* **Problem set**
(1) Answer these questions about the article on political graphic novels:
(a) Which animals represent the Jews and the Nazis in "Maus"?
(b) In which category did the New York Times bestseller list place "Maus"?
(c) Where and when did Sacco spend the time that "Palestine" covers?
(2) Swap "shorts" for "swim trunks" and write out the stretch of the records from the line containing "find corrugated metal" through the end of the records, with everything else left as it is.

* **Passage**
>>>>>
London, England (CNN) -- The word "comic" typically conjures up images of muscly men in colorful tights who possess superhuman powers.
But over the last few decades a growing number of artists have used the medium of graphic novels to tackle real stories of a more serious, earthbound nature.
From the horrors of Auschwitz to the experience of growing up during the Islamic Revolution, graphic novels provide a unique, personal insight into historic events and political situations, taking the reader to places that news cameras cannot access.
Comics historian Paul Gravett, whose book "1001 Comics You Must Read Before You Die" is published in October, gives his pick of the top five political graphic novels.
From humble beginnings as an underground comic strip in the 1970s, Art Spiegelman's "Maus" grew into a giant of the graphic novel genre, becoming the first book of its kind to win a Pulitzer prize.
The two-part novel follows Spiegelman's Jewish parents in 1940s Poland, from their early experiences of anti-Semitism to their internment in Auschwitz, intercut with the young author's attempts to coax the story out of his cantankerous father as an old man.
This complex subject is handled with a simple, pared-back visual style akin to a journal sketch or diagram -- with the Jews depicted as mice and the Nazis as cats.
"For many people, 'Maus' was very shocking -- firstly that a subject like the Holocaust could be dealt with by a comic, and secondly that the Tom and Jerry trope could be used in this way," says Gravett.
"But the symbol of the mouse had particular resonance," he explains, "because the poison used in the gas chambers was initially used for killing rodents, and the imagery of the Jews as some kind of pest or infestation was familiar in Nazi propaganda.
"The book is really harrowing of course, but also very approachable," he continues. "It pulls you in and is easy to read for people who perhaps haven't read comics before."
As a result, "Maus" quickly found a mainstream audience after it was published in book form in 1986 and 1991 -- but the idea of the graphic novel as biography was still radical enough to cause confusion.
"It was in the New York Times bestseller list, but as a graphic novel it was put in the fiction category," says Gravett. "Spiegelman contacted the paper and pointed out that the Holocaust was not fiction."
A former journalist, Joe Sacco became frustrated that he was not covering the kind of hard-hitting, political stories he had hoped, and turned to graphic novels as a way of chronicling the lives of ordinary people living in areas of conflict around the world.
"Palestine" covers the time Sacco spent in Gaza and the West Bank in the early 1990s, and employs an intricate, hyperreal style of drawing.
Sacco puts himself into the pictures but leaves his eyes blank behind his glasses, letting the reader form their own response to the stories he encounters.
<<<<<
Stored dataset items
>>>>>
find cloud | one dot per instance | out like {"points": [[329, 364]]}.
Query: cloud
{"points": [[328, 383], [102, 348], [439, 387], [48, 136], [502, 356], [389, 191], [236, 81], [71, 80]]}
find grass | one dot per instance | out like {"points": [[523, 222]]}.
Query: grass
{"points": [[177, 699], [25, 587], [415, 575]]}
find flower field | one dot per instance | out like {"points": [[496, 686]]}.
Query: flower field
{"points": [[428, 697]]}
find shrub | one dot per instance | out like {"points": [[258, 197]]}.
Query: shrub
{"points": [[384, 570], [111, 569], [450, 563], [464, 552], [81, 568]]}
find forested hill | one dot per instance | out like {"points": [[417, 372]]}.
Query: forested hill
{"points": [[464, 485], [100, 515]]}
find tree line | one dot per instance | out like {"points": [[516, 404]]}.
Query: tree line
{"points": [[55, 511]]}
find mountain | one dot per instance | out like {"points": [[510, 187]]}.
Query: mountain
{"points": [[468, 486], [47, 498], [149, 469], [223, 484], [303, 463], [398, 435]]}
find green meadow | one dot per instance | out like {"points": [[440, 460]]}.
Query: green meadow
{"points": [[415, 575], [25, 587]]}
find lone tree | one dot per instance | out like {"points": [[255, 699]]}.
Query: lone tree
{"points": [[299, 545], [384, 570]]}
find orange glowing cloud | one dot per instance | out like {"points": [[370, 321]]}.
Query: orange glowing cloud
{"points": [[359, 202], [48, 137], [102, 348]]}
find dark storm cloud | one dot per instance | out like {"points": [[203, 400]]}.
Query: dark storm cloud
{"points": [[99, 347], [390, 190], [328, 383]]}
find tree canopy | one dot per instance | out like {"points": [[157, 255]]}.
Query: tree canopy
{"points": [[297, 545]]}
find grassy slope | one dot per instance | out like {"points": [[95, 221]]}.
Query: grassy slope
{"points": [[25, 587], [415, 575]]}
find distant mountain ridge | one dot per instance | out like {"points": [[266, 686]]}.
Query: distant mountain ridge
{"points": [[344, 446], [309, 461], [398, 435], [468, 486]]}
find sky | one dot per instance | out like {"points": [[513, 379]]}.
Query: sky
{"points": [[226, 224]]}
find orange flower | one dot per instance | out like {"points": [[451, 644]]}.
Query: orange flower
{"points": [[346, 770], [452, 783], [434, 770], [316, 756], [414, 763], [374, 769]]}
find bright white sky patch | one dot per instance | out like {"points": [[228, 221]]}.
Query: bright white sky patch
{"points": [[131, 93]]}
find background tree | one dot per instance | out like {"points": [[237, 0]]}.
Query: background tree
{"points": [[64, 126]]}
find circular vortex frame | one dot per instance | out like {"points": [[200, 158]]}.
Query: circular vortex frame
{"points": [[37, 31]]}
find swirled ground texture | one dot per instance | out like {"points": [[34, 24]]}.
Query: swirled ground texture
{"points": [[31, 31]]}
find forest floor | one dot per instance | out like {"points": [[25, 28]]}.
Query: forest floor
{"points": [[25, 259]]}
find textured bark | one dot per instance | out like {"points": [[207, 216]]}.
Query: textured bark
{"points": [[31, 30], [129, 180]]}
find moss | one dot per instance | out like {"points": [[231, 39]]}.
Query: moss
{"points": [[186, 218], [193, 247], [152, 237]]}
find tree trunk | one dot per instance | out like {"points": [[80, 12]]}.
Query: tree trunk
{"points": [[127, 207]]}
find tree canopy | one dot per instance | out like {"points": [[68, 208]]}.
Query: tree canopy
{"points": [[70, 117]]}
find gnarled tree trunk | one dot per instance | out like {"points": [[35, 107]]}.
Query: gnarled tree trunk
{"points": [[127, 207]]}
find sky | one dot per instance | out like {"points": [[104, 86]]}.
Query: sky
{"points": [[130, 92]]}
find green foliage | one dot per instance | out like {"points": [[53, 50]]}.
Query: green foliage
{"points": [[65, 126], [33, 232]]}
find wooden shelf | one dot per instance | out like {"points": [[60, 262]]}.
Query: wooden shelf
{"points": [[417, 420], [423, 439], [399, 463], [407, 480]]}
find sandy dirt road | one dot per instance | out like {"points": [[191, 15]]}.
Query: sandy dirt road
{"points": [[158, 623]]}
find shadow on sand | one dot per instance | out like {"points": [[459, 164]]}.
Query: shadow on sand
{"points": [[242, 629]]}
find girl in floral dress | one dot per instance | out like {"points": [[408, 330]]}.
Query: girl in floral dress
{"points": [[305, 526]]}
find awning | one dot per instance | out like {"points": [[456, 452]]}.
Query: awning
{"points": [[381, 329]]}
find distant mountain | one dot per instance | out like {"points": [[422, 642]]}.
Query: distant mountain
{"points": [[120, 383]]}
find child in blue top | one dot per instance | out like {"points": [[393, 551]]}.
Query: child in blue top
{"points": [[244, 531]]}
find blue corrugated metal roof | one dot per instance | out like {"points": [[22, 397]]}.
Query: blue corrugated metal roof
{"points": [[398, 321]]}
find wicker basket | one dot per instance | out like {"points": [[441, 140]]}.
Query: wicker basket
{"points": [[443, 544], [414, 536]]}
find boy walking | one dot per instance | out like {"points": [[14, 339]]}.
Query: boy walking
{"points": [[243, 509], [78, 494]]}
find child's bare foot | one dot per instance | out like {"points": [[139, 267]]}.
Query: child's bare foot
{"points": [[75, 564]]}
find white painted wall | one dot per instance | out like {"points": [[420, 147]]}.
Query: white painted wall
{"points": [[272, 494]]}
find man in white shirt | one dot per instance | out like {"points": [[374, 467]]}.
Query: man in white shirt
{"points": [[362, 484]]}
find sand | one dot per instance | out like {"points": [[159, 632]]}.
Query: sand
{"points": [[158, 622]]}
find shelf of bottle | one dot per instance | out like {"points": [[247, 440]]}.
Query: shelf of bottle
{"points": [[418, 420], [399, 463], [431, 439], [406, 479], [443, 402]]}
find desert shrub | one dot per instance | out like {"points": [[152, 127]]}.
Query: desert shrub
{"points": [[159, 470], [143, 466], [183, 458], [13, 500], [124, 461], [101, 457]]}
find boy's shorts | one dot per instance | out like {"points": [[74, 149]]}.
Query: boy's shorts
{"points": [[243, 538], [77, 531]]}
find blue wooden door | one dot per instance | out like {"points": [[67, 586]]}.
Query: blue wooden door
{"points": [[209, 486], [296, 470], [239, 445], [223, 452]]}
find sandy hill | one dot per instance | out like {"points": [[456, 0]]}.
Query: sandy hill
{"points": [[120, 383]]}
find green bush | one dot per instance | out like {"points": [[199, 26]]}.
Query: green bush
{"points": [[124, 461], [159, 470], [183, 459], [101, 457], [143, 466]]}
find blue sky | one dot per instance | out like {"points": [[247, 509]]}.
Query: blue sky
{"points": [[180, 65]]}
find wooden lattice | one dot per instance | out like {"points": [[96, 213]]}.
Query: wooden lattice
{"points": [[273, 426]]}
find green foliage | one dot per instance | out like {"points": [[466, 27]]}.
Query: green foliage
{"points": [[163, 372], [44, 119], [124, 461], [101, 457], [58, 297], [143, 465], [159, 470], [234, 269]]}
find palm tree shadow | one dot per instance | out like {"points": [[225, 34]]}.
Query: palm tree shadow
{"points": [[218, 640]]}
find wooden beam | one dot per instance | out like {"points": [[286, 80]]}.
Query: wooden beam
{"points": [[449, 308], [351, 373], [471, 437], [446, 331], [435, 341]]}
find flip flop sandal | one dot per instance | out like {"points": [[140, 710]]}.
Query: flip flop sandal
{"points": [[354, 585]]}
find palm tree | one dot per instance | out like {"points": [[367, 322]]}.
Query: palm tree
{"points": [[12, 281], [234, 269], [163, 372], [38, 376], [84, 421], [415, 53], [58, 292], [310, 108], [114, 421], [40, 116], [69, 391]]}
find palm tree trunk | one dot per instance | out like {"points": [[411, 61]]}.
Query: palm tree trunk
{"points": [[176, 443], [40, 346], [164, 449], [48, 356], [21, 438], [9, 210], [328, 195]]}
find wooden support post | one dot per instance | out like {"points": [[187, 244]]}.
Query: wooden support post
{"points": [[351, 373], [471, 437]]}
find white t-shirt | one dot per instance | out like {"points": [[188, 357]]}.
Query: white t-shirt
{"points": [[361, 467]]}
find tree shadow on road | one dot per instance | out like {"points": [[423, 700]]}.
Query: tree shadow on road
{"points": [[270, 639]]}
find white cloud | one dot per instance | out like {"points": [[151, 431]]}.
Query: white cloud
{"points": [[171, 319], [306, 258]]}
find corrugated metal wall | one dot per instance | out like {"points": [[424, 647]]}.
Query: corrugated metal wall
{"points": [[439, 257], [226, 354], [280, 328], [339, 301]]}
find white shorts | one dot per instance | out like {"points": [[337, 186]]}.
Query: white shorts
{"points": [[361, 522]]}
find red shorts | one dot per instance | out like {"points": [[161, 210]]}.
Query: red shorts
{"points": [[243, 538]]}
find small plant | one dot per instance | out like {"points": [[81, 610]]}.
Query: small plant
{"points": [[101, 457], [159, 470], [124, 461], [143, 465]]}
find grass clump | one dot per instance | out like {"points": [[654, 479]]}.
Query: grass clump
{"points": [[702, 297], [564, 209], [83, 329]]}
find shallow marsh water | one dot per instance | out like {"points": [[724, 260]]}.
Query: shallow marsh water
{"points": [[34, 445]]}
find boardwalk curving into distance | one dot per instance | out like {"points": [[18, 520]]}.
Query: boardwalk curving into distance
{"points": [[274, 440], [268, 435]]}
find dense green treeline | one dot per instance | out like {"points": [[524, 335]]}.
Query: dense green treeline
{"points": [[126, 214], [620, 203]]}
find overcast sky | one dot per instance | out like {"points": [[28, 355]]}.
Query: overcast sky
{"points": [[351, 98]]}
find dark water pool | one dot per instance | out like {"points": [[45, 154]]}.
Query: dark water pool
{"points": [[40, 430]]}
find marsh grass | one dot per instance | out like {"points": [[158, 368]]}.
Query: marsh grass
<<<<<
* **Expected results**
(1)
(a) The Jews are mice and the Nazis are cats.
(b) Fiction.
(c) Gaza and the West Bank, in the early 1990s.

(2)
find corrugated metal wall | one dot per instance | out like {"points": [[424, 647]]}.
Query: corrugated metal wall
{"points": [[439, 257], [226, 354], [280, 328], [339, 301]]}
find white swim trunks | one dot per instance | out like {"points": [[337, 186]]}.
Query: white swim trunks
{"points": [[361, 522]]}
find red swim trunks | one dot per instance | out like {"points": [[161, 210]]}.
Query: red swim trunks
{"points": [[243, 538]]}
find small plant | one dot per instance | out like {"points": [[81, 610]]}.
Query: small plant
{"points": [[101, 457], [159, 470], [124, 461], [143, 465]]}
find grass clump | one dot per instance | out like {"points": [[654, 479]]}.
Query: grass clump
{"points": [[702, 297], [564, 209], [83, 329]]}
find shallow marsh water | one dot per instance | out like {"points": [[724, 260]]}.
Query: shallow marsh water
{"points": [[34, 445]]}
find boardwalk curving into distance | one dot per instance | out like {"points": [[18, 520]]}.
Query: boardwalk curving into distance
{"points": [[274, 440], [268, 435]]}
find dense green treeline | one dot per instance | out like {"points": [[524, 335]]}.
Query: dense green treeline
{"points": [[126, 214], [620, 203]]}
find overcast sky | one dot per instance | out like {"points": [[28, 355]]}.
Query: overcast sky
{"points": [[351, 98]]}
find dark water pool | one dot per instance | out like {"points": [[45, 154]]}.
Query: dark water pool
{"points": [[40, 430]]}
find marsh grass | one dot per instance | out like {"points": [[158, 368]]}.
Query: marsh grass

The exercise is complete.